• **Do this**
Render every line below as a JSON list of strings, with one string per line and blank lines omitted.

══════════

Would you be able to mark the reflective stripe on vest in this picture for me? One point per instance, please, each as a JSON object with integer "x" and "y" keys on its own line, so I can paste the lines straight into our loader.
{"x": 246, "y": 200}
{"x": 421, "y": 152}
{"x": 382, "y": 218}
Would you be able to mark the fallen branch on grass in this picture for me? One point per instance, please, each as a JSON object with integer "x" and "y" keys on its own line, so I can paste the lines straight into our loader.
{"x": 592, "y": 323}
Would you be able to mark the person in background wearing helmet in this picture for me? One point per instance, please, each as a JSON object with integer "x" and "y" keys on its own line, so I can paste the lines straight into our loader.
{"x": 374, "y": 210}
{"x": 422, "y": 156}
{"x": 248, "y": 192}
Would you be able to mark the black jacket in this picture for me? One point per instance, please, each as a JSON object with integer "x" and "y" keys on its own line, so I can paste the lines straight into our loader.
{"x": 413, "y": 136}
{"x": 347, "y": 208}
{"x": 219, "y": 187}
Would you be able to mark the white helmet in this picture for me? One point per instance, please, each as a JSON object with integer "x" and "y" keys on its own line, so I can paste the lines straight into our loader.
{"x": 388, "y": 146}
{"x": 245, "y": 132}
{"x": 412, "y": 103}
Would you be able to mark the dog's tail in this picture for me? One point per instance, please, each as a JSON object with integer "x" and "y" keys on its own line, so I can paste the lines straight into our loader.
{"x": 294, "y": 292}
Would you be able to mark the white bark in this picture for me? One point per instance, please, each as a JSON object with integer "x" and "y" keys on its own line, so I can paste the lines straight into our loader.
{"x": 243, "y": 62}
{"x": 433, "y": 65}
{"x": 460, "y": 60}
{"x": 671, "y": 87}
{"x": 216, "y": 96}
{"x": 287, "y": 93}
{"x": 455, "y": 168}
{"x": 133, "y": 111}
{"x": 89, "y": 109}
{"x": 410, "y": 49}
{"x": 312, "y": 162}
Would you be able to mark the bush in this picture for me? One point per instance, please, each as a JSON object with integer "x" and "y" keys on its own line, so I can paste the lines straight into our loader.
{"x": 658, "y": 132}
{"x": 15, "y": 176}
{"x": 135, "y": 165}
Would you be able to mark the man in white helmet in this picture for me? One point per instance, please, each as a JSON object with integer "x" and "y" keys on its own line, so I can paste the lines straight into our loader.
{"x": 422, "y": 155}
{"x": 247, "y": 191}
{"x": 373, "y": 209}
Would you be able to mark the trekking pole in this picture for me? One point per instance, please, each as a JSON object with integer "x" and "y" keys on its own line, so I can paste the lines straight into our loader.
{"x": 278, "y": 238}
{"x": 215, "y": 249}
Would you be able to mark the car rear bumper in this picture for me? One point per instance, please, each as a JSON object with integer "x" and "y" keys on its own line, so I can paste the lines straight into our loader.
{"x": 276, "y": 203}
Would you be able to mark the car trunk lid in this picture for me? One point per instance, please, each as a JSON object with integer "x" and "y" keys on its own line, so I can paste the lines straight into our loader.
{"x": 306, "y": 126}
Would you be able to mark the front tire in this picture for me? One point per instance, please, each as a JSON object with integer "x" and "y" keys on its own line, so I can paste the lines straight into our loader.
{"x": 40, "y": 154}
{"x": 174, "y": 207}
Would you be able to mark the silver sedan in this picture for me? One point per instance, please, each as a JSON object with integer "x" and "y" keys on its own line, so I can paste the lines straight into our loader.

══════════

• **Output of the exercise**
[
  "Would you be able to mark the reflective stripe on vest in this picture for me? One point per instance, please, each as a JSON object with integer \"x\" and \"y\" keys on its own line, so I can paste the lines straight into our loader.",
  "{\"x\": 246, \"y\": 200}",
  "{\"x\": 421, \"y\": 152}",
  "{\"x\": 382, \"y\": 218}",
  "Would you be able to mark the fallen branch on grass in this picture for me? One point per instance, please, each as a JSON object with integer \"x\" and \"y\" keys on its own line, so I can paste the lines straight into our loader.",
  "{\"x\": 592, \"y\": 323}",
  "Would you be able to mark the person in background wearing helmet in this picture for me? One point per instance, please, each as a JSON object with integer \"x\" and \"y\" keys on its own line, so I can paste the lines straight into our loader.",
  "{\"x\": 374, \"y\": 210}",
  "{\"x\": 422, \"y\": 156}",
  "{\"x\": 248, \"y\": 192}",
  "Would you be able to mark the black jacket in this picture for me? One point per instance, please, each as a JSON object with integer \"x\" and \"y\" keys on its own line, so I can paste the lines straight into our loader.",
  "{\"x\": 413, \"y\": 136}",
  "{\"x\": 347, \"y\": 208}",
  "{\"x\": 219, \"y\": 187}",
  "Would you be able to mark the white helmet in this picture for me? One point per instance, please, each as a JSON object with integer \"x\" and \"y\" keys on its own line, so I can paste the lines straight into our loader.",
  "{\"x\": 388, \"y\": 146}",
  "{\"x\": 245, \"y\": 132}",
  "{\"x\": 412, \"y\": 103}",
  "Would you be able to mark the dog's tail in this picture for me? One point per instance, please, each as a JSON object with integer \"x\" and \"y\" keys on its own line, so I can paste the lines straight into our loader.",
  "{\"x\": 294, \"y\": 292}",
  "Would you be able to mark the white bark in this picture for me? One point per instance, please, each as a JSON object with integer \"x\" and \"y\" keys on its own line, so I can paste the lines straight into our loader.",
  "{\"x\": 243, \"y\": 62}",
  "{\"x\": 433, \"y\": 65}",
  "{\"x\": 460, \"y\": 60}",
  "{\"x\": 671, \"y\": 87}",
  "{\"x\": 216, \"y\": 96}",
  "{\"x\": 287, \"y\": 93}",
  "{\"x\": 455, \"y\": 168}",
  "{\"x\": 133, \"y\": 111}",
  "{\"x\": 89, \"y\": 109}",
  "{\"x\": 410, \"y\": 49}",
  "{\"x\": 312, \"y\": 162}",
  "Would you be able to mark the bush in this picture for me? One point per instance, please, each as a JSON object with integer \"x\" and \"y\" keys on its own line, so I can paste the lines straight into our loader.",
  "{\"x\": 658, \"y\": 132}",
  "{\"x\": 15, \"y\": 176}",
  "{\"x\": 135, \"y\": 165}",
  "Would you be able to mark the man in white helmet in this picture for me? One point per instance, please, each as a JSON object with integer \"x\" and \"y\" keys on its own line, so I can paste the lines straight into our loader.",
  "{\"x\": 422, \"y\": 155}",
  "{\"x\": 247, \"y\": 191}",
  "{\"x\": 373, \"y\": 209}",
  "Would you be able to mark the trekking pole in this picture for me? One point per instance, please, each as a JSON object with integer \"x\" and \"y\" keys on its own line, so I can paste the lines straight into our loader.",
  "{\"x\": 278, \"y\": 238}",
  "{\"x\": 215, \"y\": 249}",
  "Would you be able to mark the car rear bumper in this picture for me? One point per instance, please, each as a JSON object with integer \"x\" and \"y\" keys on its own line, so I can paste the lines straight into our loader.",
  "{\"x\": 276, \"y\": 203}",
  "Would you be able to mark the car trunk lid in this picture for me? One point per instance, please, each as a JSON object with integer \"x\" and \"y\" keys on its own line, so I can paste the lines straight into our loader.",
  "{\"x\": 306, \"y\": 126}",
  "Would you be able to mark the front tire in this picture for me? One point per instance, please, each as a JSON object with integer \"x\" and \"y\" keys on its own line, so I can paste the lines straight into our loader.",
  "{\"x\": 40, \"y\": 154}",
  "{\"x\": 174, \"y\": 207}",
  "Would you be able to mark the silver sedan in this picture for me? One point per instance, please, each as a JSON object with integer \"x\" and \"y\" keys on its own line, so I can paste the lines straight into our loader."
]